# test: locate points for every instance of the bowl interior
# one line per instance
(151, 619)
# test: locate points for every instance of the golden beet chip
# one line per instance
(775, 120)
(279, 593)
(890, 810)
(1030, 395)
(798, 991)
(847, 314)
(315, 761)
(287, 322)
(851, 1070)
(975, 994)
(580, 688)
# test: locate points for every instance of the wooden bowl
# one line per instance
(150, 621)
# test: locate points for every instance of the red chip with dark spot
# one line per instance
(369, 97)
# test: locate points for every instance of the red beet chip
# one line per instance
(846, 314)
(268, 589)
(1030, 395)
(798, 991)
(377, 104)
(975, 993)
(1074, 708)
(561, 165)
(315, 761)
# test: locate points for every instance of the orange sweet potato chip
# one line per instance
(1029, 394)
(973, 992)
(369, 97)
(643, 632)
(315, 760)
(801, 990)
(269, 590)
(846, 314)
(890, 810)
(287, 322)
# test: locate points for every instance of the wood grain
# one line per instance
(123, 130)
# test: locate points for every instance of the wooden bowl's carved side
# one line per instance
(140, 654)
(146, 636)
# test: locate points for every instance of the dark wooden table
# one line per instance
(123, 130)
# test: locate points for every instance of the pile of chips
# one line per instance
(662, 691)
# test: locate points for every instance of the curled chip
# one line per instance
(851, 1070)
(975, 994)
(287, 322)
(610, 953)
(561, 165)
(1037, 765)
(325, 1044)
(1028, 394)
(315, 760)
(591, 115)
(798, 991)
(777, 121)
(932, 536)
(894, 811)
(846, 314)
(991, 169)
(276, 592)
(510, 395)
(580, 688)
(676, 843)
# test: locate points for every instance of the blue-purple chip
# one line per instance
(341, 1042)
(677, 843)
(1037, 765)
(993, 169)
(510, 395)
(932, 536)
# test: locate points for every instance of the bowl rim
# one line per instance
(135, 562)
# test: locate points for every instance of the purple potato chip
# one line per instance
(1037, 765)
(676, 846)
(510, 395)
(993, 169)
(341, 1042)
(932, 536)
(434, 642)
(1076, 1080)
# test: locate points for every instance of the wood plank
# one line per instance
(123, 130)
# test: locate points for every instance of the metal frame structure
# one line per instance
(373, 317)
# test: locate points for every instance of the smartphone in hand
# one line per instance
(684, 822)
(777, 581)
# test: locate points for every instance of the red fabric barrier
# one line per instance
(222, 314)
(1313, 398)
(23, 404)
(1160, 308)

===

## The request
Render every line of the material above as a Markdown table with the columns Row and Line, leaving out blank lines.

## Response to this exercise
| Row | Line |
|---|---|
| 1 | # test: locate points for every instance of the bowl interior |
| 2 | # one line per instance |
| 3 | (151, 619) |
| 4 | # test: locate points for every instance of the golden beet chip |
| 5 | # one line per instance |
| 6 | (775, 120) |
| 7 | (279, 593) |
| 8 | (890, 810) |
| 9 | (1030, 395) |
| 10 | (798, 991) |
| 11 | (847, 314) |
| 12 | (315, 761) |
| 13 | (287, 322) |
| 14 | (851, 1070) |
| 15 | (975, 994) |
| 16 | (580, 688) |
| 17 | # test: locate points for every instance of the wooden bowl |
| 18 | # one line per instance |
| 19 | (150, 621) |
| 20 | # test: locate points for every instance of the red chip with dark spot |
| 21 | # one line per instance |
| 22 | (369, 97) |
| 23 | # test: locate points for every instance of the red beet chip |
| 24 | # one line per instance |
| 25 | (846, 314) |
| 26 | (268, 589) |
| 27 | (1030, 395) |
| 28 | (798, 991) |
| 29 | (377, 104) |
| 30 | (975, 993) |
| 31 | (1074, 708) |
| 32 | (561, 165) |
| 33 | (315, 761) |
| 34 | # test: locate points for every instance of the orange sweet potato chip |
| 35 | # one line per instance |
| 36 | (1029, 394) |
| 37 | (973, 992) |
| 38 | (369, 97) |
| 39 | (643, 632) |
| 40 | (315, 760) |
| 41 | (801, 990) |
| 42 | (269, 590) |
| 43 | (846, 314) |
| 44 | (890, 810) |
| 45 | (287, 322) |
| 46 | # test: locate points for every instance of the wood grain |
| 47 | # one line per instance |
| 48 | (123, 130) |
| 49 | # test: locate points for every instance of the wooden bowl's carved side |
| 50 | # one line per instance |
| 51 | (140, 654) |
| 52 | (146, 636) |
| 53 | # test: locate points for every instance of the dark wooden table |
| 54 | # one line per instance |
| 55 | (123, 130) |
| 56 | # test: locate points for every instance of the pile of chips |
| 57 | # one line per instance |
| 58 | (662, 691) |
| 59 | # test: locate points for every instance of the curled chip |
| 60 | # one line per instance |
| 61 | (851, 1070) |
| 62 | (975, 994) |
| 63 | (287, 322) |
| 64 | (610, 953) |
| 65 | (561, 165) |
| 66 | (1037, 765) |
| 67 | (325, 1044) |
| 68 | (1028, 394) |
| 69 | (315, 760) |
| 70 | (591, 115) |
| 71 | (798, 991) |
| 72 | (777, 121) |
| 73 | (932, 536) |
| 74 | (894, 811) |
| 75 | (846, 314) |
| 76 | (991, 169) |
| 77 | (276, 592) |
| 78 | (510, 395) |
| 79 | (580, 688) |
| 80 | (676, 843) |
| 81 | # test: locate points for every instance of the blue-purple chip |
| 82 | # one line per instance |
| 83 | (341, 1042) |
| 84 | (677, 843) |
| 85 | (1037, 765) |
| 86 | (993, 169) |
| 87 | (510, 395) |
| 88 | (932, 536) |
| 89 | # test: locate points for every instance of the bowl rim |
| 90 | # one line per instance |
| 91 | (135, 562) |
| 92 | # test: locate points for every instance of the purple potato chip |
| 93 | # one line per instance |
| 94 | (1037, 765) |
| 95 | (676, 846) |
| 96 | (510, 395) |
| 97 | (993, 169) |
| 98 | (341, 1042) |
| 99 | (932, 536) |
| 100 | (434, 642) |
| 101 | (1076, 1080) |
| 102 | # test: locate points for every instance of the wood plank |
| 103 | # one line per instance |
| 104 | (123, 130) |
| 105 | # test: locate points for every instance of the metal frame structure |
| 106 | # one line per instance |
| 107 | (373, 317) |
| 108 | # test: locate points for every instance of the smartphone in hand |
| 109 | # one line per instance |
| 110 | (684, 822) |
| 111 | (777, 581) |
| 112 | # test: locate points for every instance of the red fabric barrier |
| 113 | # one line per instance |
| 114 | (222, 314) |
| 115 | (1313, 398) |
| 116 | (23, 404) |
| 117 | (1160, 308) |